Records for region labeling

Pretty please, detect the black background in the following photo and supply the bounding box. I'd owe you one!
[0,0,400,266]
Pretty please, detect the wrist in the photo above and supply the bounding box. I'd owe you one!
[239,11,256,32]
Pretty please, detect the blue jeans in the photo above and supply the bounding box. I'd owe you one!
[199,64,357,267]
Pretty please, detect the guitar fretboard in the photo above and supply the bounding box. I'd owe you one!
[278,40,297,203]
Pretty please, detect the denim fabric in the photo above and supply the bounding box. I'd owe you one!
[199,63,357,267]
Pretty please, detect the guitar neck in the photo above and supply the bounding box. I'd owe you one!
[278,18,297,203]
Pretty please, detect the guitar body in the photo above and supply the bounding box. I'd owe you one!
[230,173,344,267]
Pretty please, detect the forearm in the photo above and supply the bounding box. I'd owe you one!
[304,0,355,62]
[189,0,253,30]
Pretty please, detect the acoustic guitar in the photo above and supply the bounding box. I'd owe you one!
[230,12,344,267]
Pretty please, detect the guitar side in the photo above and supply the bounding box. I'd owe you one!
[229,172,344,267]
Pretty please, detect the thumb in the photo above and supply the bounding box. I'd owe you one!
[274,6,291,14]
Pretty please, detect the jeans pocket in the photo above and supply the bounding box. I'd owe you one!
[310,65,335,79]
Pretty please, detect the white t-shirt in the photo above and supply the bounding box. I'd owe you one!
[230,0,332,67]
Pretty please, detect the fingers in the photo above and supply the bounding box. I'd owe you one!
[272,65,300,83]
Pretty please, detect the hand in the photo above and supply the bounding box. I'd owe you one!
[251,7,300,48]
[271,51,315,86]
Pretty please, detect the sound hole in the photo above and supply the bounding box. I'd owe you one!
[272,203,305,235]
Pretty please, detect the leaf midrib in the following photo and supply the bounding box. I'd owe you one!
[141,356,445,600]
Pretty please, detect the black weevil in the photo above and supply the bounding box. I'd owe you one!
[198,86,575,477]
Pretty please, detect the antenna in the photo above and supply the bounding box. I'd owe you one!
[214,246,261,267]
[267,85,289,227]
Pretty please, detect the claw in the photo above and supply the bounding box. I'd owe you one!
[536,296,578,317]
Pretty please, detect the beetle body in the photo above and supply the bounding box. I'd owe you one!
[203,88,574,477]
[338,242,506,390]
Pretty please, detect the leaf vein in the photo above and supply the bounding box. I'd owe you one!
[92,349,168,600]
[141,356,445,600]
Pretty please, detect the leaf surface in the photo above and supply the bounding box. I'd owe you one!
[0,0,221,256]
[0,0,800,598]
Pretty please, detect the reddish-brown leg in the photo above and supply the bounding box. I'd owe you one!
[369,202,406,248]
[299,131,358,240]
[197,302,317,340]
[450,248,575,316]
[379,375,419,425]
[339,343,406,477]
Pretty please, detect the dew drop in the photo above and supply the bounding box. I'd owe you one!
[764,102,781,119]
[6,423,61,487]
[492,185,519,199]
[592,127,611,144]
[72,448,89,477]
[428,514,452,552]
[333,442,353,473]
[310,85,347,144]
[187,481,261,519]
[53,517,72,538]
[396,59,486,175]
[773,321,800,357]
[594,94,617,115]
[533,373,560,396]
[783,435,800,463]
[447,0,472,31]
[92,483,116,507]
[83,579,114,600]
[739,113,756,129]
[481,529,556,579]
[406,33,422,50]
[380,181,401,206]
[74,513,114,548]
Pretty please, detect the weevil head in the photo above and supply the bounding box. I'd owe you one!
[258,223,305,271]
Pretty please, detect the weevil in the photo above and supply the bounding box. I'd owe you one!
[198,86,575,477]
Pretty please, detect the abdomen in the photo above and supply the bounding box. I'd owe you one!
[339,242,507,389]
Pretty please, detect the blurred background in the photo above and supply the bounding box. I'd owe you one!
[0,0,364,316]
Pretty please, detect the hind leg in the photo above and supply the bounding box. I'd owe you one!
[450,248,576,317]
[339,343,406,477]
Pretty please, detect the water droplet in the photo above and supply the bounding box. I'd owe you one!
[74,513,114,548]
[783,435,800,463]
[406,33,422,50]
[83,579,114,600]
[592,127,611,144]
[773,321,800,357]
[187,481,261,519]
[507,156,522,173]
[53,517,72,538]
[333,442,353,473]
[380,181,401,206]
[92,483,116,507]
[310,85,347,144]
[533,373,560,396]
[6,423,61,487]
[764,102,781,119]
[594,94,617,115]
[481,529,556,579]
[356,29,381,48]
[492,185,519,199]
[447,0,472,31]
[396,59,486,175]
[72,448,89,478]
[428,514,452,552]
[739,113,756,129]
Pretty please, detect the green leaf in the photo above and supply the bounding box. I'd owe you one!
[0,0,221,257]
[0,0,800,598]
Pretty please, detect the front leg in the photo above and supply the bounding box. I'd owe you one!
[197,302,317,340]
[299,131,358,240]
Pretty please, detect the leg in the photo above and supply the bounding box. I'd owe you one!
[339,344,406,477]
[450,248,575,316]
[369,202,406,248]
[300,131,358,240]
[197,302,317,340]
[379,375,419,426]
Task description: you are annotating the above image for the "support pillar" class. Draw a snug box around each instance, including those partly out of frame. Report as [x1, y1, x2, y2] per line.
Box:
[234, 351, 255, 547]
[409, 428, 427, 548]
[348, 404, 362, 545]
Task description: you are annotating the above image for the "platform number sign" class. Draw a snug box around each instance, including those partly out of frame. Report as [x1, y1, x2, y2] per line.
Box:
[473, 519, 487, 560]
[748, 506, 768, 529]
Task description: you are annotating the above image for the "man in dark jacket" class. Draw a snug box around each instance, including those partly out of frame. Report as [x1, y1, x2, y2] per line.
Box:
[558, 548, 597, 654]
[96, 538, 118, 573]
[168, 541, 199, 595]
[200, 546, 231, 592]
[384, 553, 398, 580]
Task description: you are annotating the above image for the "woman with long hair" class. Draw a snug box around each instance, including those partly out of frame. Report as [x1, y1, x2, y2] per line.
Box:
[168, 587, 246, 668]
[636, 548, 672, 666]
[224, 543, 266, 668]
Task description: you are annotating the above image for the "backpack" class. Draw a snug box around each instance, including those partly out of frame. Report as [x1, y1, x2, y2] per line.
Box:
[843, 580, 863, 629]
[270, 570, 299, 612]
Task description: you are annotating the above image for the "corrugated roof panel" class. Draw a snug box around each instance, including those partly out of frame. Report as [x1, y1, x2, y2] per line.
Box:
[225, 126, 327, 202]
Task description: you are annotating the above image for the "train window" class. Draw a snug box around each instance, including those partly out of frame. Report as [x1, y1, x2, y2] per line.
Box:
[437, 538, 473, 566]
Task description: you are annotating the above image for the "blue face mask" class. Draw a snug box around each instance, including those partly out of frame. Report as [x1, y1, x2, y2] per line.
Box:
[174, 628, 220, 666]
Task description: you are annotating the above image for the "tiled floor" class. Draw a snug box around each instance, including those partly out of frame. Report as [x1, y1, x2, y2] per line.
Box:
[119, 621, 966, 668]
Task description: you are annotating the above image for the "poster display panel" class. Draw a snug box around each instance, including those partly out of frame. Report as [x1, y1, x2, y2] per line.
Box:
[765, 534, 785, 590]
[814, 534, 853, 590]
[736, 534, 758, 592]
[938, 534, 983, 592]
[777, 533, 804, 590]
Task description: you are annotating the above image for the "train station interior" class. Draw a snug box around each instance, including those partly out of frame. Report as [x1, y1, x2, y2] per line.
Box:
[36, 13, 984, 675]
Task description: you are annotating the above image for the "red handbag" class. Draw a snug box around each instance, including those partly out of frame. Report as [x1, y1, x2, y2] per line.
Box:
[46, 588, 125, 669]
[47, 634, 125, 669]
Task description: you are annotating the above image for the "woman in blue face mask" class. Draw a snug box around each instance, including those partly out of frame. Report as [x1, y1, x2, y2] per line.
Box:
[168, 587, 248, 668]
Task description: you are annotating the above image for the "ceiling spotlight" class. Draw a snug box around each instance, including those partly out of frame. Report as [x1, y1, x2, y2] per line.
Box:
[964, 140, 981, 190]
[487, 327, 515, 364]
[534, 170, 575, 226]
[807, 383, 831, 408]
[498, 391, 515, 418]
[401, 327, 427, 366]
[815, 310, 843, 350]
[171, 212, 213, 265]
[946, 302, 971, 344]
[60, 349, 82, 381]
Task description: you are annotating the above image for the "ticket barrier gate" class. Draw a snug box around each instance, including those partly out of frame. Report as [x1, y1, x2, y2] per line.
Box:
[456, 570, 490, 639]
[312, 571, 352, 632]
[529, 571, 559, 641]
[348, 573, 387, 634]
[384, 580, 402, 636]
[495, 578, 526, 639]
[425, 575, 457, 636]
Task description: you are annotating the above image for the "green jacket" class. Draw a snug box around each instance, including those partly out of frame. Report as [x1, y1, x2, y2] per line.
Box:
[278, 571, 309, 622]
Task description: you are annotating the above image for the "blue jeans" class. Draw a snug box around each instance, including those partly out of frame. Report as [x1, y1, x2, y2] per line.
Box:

**Written task**
Reproduce the lines verbatim from the beginning of the records through the line containing "[278,40,297,203]", including that line.

**Written solution**
Pretty please, detect the black background in the following photo and supply the bounding box. I'd owe you one!
[0,0,400,266]
Pretty please, detect the wrist in the photo above and supply the bounding box. I'd owe you one!
[239,11,256,32]
Pretty please, detect the blue jeans in the photo above and supply the bounding box. I'd owe you one!
[199,64,357,267]
Pretty please, detect the guitar fretboard in the photo above and supply the bounding box. I'd owe you one!
[278,40,297,203]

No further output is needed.